Point placement records:
# # # #
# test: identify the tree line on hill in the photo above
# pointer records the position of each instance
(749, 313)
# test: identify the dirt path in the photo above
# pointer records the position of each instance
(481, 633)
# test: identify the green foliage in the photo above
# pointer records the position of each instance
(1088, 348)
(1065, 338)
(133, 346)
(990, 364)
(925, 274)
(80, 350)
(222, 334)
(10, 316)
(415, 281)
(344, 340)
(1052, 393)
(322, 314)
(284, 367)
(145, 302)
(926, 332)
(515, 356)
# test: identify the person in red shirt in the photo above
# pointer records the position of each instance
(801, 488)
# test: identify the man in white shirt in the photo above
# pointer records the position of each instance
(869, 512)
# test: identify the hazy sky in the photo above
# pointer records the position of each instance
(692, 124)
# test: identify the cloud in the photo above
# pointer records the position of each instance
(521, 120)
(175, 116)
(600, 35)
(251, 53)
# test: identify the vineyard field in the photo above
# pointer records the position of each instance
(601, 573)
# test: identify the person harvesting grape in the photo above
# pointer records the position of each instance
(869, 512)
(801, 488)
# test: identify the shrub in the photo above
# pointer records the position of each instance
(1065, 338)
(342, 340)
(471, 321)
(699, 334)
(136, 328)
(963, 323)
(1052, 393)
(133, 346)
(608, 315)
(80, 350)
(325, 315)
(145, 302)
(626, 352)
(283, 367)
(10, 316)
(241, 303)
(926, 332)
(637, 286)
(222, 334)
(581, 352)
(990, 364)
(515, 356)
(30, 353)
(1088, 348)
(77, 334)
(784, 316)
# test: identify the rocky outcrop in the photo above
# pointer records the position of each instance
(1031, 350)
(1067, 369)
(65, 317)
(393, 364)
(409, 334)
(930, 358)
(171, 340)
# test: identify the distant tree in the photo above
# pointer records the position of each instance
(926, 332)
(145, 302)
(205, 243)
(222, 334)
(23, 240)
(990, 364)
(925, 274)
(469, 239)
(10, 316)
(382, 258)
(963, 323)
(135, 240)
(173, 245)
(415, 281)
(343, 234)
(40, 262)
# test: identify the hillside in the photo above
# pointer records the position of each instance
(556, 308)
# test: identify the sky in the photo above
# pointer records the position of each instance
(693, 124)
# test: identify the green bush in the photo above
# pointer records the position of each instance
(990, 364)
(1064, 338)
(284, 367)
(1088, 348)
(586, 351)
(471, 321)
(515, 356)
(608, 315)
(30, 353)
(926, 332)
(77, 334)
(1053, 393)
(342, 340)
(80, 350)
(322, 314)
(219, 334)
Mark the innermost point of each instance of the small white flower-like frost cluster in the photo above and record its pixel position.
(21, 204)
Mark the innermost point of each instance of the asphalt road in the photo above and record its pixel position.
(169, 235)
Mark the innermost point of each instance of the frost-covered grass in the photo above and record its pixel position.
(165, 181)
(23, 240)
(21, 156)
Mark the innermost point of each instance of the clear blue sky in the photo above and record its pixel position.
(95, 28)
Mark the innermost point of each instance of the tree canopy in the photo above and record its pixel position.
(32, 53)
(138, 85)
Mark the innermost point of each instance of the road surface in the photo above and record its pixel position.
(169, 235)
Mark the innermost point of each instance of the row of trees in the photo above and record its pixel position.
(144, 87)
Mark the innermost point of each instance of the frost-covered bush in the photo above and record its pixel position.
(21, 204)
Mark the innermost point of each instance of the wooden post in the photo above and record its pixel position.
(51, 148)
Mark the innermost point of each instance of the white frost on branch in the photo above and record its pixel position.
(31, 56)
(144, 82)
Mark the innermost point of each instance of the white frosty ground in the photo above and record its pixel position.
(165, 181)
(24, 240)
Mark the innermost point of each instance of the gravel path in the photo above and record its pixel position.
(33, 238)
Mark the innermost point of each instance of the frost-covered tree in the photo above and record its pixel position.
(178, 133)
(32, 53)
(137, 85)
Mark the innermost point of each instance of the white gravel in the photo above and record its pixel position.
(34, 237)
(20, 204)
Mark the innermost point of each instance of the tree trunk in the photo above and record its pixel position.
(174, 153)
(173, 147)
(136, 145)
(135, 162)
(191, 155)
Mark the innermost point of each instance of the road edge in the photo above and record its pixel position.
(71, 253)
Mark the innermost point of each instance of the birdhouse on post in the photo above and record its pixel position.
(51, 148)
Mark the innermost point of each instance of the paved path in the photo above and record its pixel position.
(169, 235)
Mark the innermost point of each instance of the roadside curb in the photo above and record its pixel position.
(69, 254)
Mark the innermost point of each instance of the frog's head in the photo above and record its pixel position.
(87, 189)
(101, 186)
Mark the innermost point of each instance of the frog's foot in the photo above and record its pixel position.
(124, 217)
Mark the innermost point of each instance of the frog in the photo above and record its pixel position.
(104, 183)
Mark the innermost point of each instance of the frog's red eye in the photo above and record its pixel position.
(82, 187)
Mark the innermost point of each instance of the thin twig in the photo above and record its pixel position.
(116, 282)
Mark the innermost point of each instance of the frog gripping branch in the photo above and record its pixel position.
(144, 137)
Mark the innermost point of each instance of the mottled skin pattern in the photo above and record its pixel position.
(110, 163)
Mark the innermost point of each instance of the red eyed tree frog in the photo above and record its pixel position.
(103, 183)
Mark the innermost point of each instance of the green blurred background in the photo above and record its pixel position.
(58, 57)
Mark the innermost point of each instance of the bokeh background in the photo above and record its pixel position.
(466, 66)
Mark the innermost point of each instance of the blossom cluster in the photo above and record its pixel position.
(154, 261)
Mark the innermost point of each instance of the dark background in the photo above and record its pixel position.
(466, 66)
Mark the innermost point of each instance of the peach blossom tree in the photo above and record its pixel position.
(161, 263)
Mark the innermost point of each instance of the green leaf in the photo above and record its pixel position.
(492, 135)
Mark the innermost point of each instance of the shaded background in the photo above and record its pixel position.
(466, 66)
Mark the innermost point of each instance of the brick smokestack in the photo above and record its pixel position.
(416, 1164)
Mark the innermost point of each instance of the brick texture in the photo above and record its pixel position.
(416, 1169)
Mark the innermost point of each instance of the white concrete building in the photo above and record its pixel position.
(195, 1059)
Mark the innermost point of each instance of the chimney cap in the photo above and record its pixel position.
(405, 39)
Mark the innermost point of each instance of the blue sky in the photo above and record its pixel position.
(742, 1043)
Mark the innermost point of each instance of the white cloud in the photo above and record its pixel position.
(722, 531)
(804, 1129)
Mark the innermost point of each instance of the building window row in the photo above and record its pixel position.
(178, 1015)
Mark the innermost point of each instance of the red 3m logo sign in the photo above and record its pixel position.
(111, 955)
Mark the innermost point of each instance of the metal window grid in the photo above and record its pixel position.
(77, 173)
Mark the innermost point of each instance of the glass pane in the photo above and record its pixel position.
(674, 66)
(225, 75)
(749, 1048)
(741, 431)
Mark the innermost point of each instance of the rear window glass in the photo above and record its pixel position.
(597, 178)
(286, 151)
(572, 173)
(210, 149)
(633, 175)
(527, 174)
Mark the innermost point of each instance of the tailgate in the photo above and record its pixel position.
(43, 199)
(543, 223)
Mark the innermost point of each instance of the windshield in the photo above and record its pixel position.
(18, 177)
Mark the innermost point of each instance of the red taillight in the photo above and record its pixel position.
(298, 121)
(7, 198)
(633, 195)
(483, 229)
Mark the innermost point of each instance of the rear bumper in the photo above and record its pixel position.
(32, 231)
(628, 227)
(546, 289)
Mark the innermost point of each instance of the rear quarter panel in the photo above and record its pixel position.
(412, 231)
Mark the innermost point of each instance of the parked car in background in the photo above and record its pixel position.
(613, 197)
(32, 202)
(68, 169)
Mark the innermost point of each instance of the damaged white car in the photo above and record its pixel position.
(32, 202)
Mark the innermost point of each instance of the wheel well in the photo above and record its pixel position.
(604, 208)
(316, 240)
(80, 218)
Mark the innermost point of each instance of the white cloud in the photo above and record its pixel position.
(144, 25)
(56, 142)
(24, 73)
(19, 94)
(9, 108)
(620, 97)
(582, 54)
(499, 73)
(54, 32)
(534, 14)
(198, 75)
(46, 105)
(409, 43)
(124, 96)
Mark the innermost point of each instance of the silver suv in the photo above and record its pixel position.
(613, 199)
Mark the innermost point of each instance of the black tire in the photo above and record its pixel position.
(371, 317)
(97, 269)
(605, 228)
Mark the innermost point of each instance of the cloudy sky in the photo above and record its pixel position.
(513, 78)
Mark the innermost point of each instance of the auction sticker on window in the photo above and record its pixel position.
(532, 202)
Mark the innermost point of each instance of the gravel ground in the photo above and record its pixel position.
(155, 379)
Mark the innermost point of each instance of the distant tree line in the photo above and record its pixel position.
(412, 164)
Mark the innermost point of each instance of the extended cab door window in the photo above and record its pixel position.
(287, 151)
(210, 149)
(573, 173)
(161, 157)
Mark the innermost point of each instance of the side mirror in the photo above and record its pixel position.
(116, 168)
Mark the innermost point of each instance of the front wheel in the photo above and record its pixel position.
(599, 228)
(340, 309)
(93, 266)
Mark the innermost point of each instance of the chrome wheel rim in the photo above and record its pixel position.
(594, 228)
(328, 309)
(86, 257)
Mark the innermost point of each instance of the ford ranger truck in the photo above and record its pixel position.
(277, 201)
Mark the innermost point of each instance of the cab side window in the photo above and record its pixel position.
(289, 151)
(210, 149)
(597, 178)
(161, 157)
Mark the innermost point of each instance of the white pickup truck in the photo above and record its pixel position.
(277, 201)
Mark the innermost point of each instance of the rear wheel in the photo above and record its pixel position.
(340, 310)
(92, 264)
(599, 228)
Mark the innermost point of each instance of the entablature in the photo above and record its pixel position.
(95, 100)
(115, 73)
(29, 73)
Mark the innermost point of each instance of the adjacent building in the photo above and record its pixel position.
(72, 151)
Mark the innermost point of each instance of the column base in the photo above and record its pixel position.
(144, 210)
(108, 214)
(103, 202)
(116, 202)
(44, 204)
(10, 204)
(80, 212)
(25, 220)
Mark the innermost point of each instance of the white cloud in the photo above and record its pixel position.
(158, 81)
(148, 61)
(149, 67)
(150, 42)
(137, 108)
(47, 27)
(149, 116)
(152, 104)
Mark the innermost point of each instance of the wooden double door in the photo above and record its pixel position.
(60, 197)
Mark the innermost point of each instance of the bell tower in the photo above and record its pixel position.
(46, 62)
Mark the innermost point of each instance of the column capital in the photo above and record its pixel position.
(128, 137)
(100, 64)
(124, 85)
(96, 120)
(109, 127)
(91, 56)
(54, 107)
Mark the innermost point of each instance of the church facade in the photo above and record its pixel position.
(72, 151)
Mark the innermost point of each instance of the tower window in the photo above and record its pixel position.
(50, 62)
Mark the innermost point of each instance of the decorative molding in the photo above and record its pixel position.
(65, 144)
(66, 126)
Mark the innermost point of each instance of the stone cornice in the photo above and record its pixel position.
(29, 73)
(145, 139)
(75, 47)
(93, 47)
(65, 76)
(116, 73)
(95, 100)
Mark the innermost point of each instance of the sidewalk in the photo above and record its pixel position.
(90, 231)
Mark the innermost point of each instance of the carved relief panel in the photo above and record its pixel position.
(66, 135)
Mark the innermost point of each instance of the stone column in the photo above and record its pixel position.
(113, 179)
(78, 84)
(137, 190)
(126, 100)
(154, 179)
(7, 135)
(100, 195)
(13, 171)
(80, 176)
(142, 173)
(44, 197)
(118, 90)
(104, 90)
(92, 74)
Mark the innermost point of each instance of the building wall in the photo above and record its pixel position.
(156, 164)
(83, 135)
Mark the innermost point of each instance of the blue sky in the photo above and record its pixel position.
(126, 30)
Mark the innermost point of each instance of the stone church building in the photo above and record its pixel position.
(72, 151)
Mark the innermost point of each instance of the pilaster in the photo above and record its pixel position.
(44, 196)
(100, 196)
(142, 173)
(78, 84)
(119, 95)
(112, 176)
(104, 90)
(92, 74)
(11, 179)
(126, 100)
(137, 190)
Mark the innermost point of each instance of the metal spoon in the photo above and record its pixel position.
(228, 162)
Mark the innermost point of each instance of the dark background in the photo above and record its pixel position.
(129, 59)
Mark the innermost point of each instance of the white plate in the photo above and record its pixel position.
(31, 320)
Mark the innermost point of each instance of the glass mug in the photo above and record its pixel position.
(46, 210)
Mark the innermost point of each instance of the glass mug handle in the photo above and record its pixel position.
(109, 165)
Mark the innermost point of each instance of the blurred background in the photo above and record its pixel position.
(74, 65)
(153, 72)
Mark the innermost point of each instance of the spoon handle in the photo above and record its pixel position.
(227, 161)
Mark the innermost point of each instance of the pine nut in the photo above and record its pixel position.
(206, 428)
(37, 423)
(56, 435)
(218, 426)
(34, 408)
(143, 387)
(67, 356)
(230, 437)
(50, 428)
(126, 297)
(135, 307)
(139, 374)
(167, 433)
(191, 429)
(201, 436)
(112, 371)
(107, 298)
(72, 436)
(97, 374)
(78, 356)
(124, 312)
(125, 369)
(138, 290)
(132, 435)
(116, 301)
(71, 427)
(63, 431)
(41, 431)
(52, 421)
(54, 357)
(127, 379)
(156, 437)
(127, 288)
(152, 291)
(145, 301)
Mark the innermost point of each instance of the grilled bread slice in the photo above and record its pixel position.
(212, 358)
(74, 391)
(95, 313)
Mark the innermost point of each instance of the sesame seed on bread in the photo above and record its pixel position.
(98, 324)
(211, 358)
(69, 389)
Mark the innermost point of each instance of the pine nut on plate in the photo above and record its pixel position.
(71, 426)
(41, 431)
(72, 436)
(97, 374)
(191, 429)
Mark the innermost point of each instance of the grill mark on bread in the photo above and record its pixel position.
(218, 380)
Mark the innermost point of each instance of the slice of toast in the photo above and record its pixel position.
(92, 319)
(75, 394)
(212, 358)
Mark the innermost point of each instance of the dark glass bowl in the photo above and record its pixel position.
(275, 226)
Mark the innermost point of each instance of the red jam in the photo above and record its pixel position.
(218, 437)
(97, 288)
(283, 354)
# # # #
Written instruction
Quote exactly what appears from the line containing "Mark the innermost point of each instance of the grill mark" through the final line of the listing above, including both of those lines.

Response below
Mark the innermost point of each instance of the grill mark on bread in the photo above and record its pixel position.
(218, 380)
Mark the innermost point of each instance of the slice of toast in the photo above and record its pixel position.
(92, 319)
(75, 394)
(212, 358)
Mark the innermost point of each instance of the dark glass bowl in the photo above and record its pixel position.
(275, 226)
Mark the innermost point of each instance of the red jam in the photo above and record its pixel position.
(218, 437)
(97, 288)
(283, 354)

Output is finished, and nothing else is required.